* _AIM OF THE TASK_: Transcribe the records that follow exactly. Skip the pictures.
**** ENTRIES ****
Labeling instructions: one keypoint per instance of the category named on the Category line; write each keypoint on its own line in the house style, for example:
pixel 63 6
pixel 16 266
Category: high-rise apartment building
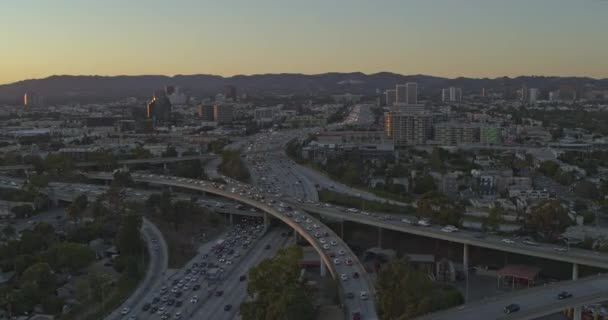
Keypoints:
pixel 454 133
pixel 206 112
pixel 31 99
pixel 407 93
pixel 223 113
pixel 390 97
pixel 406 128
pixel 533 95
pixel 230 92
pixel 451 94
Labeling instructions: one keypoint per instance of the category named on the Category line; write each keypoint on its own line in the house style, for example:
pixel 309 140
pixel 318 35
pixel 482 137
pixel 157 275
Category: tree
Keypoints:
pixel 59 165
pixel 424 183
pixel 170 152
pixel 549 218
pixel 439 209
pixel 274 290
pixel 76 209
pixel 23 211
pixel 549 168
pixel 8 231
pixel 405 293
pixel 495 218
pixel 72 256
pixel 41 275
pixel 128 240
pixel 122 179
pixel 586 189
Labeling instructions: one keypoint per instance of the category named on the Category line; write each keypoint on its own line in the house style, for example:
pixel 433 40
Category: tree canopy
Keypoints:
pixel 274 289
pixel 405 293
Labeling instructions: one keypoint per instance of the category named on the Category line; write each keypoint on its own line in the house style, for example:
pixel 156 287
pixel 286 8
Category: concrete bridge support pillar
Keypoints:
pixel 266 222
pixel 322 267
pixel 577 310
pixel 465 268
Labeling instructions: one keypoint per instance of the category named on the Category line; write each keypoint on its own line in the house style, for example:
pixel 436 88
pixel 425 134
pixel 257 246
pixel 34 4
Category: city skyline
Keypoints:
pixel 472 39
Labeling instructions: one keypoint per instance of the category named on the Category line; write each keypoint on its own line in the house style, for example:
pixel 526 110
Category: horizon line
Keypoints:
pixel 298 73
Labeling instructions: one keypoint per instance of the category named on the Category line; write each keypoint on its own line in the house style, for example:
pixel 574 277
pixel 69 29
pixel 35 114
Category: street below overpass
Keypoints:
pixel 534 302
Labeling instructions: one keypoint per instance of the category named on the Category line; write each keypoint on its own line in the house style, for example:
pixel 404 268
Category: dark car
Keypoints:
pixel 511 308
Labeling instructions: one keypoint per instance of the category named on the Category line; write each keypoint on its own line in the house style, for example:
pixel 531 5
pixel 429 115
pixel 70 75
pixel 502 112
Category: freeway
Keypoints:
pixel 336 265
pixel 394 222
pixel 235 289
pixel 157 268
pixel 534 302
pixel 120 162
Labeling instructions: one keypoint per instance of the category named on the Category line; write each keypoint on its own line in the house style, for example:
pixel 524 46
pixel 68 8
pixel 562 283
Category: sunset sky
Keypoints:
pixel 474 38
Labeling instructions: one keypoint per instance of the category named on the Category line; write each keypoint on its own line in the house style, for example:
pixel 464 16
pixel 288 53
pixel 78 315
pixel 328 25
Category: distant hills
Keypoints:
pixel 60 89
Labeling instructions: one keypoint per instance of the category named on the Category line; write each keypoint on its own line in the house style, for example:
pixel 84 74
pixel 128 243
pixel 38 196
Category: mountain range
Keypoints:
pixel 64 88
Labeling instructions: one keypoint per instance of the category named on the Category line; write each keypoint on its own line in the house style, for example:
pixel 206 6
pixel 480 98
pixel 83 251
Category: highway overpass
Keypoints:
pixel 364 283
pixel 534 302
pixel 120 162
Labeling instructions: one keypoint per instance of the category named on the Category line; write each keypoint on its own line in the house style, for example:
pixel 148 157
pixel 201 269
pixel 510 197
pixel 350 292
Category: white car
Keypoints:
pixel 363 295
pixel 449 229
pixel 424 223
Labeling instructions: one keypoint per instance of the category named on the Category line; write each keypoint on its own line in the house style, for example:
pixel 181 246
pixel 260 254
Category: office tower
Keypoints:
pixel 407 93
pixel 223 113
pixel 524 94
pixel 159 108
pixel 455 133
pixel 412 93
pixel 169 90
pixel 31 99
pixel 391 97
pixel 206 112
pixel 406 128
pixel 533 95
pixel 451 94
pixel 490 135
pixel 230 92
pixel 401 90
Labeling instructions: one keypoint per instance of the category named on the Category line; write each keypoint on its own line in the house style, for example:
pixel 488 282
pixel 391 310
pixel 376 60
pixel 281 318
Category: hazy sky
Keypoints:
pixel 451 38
****
* _ANSWER IN FULL_:
Labeling instructions: one keypoint per instance of the category named on the Category line; write each keypoint on its own line in the house style, for example:
pixel 63 6
pixel 16 266
Category: high-rise apartment building
Keypoints:
pixel 454 133
pixel 206 112
pixel 31 99
pixel 407 93
pixel 223 113
pixel 390 97
pixel 406 128
pixel 533 95
pixel 230 92
pixel 451 94
Labeling instructions: one keypoint per instance of the category named on the Category line; write each keypoint on its own line in the house style, for example:
pixel 309 140
pixel 318 35
pixel 482 137
pixel 157 275
Category: tree
Keypoints:
pixel 59 165
pixel 424 183
pixel 170 152
pixel 549 218
pixel 439 209
pixel 274 290
pixel 76 209
pixel 23 211
pixel 549 168
pixel 8 231
pixel 405 293
pixel 495 218
pixel 72 256
pixel 41 275
pixel 128 240
pixel 122 179
pixel 586 189
Labeling instructions: one keypoint per instance of the category named on the Category line; write each keypoint on its own line in the house style, for example:
pixel 433 40
Category: tree canopy
Keypoints:
pixel 274 289
pixel 405 293
Labeling instructions: one keypoint per instance of the category named on the Category line; write each keypoint on its own line in the house style, for example:
pixel 156 287
pixel 286 8
Category: concrete bridge support pillar
Keypoints:
pixel 266 222
pixel 322 267
pixel 577 310
pixel 465 268
Labeling instructions: one keypoint per instance of the category named on the Category line; write each keypoint on its own line in the house style, for example:
pixel 436 88
pixel 425 134
pixel 257 246
pixel 34 4
Category: city skyline
Keypoints:
pixel 472 39
Labeling instructions: one keypoint per instance of the category named on the Category line; write each keypoint on its own line in the house style, for example:
pixel 526 110
Category: horizon line
Keypoints:
pixel 298 73
Labeling instructions: one keypoint per instance of the category named on the Category line; write each keypoint on its own line in the house style, for example:
pixel 574 277
pixel 69 29
pixel 35 114
Category: street below overpass
Keypoints:
pixel 534 302
Labeling instructions: one keypoint per instance of the category named on the Category line; write each keypoint on its own line in the house style, for example:
pixel 404 268
Category: dark car
Keypoints:
pixel 511 308
Labeling instructions: one keypoint per instance of the category named on the Category line; write each keypoint on its own line in the house style, for example:
pixel 531 5
pixel 429 115
pixel 70 75
pixel 502 112
Category: freeway
Keypoints:
pixel 336 265
pixel 394 222
pixel 235 289
pixel 157 268
pixel 534 302
pixel 120 162
Labeling instructions: one keypoint per instance of the category named on the Category line; write each keypoint on its own line in the house style, for example:
pixel 524 46
pixel 68 8
pixel 562 283
Category: sunset sky
Keypoints:
pixel 474 38
Labeling instructions: one keypoint per instance of the category named on the Category line; write each keypoint on its own line in the house style, for example:
pixel 464 16
pixel 288 53
pixel 78 315
pixel 328 25
Category: distant hills
Keypoints:
pixel 60 89
Labeling instructions: one keypoint per instance of the category named on the Category line; write each keypoint on its own line in the house style, for example:
pixel 84 74
pixel 128 243
pixel 38 196
Category: mountain range
Keypoints:
pixel 64 88
Labeling instructions: one keypoint per instance of the category named on the Category line; write each keypoint on its own line in the house style, for example:
pixel 206 6
pixel 480 98
pixel 83 251
Category: highway overpass
Keypoints:
pixel 364 283
pixel 534 302
pixel 120 162
Labeling instructions: one keypoint per instance of the category named on the Category line; write each keypoint on its own line in the house style, for example:
pixel 148 157
pixel 201 269
pixel 510 197
pixel 350 292
Category: white car
Keypoints:
pixel 363 295
pixel 449 229
pixel 424 223
Labeling instructions: one keypoint per instance of the category named on the Category line; write each keypoint on its own line in the house style, for example:
pixel 181 246
pixel 260 254
Category: office tower
Keypoints:
pixel 407 93
pixel 223 113
pixel 524 94
pixel 159 108
pixel 455 133
pixel 412 93
pixel 169 90
pixel 31 99
pixel 391 97
pixel 206 112
pixel 406 128
pixel 533 95
pixel 451 94
pixel 490 135
pixel 230 92
pixel 401 90
Labeling instructions: one keypoint per instance of the category named on the Category line; write each keypoint on its own line in the house style, for example:
pixel 488 282
pixel 391 310
pixel 376 60
pixel 281 318
Category: hazy sky
Keypoints:
pixel 451 38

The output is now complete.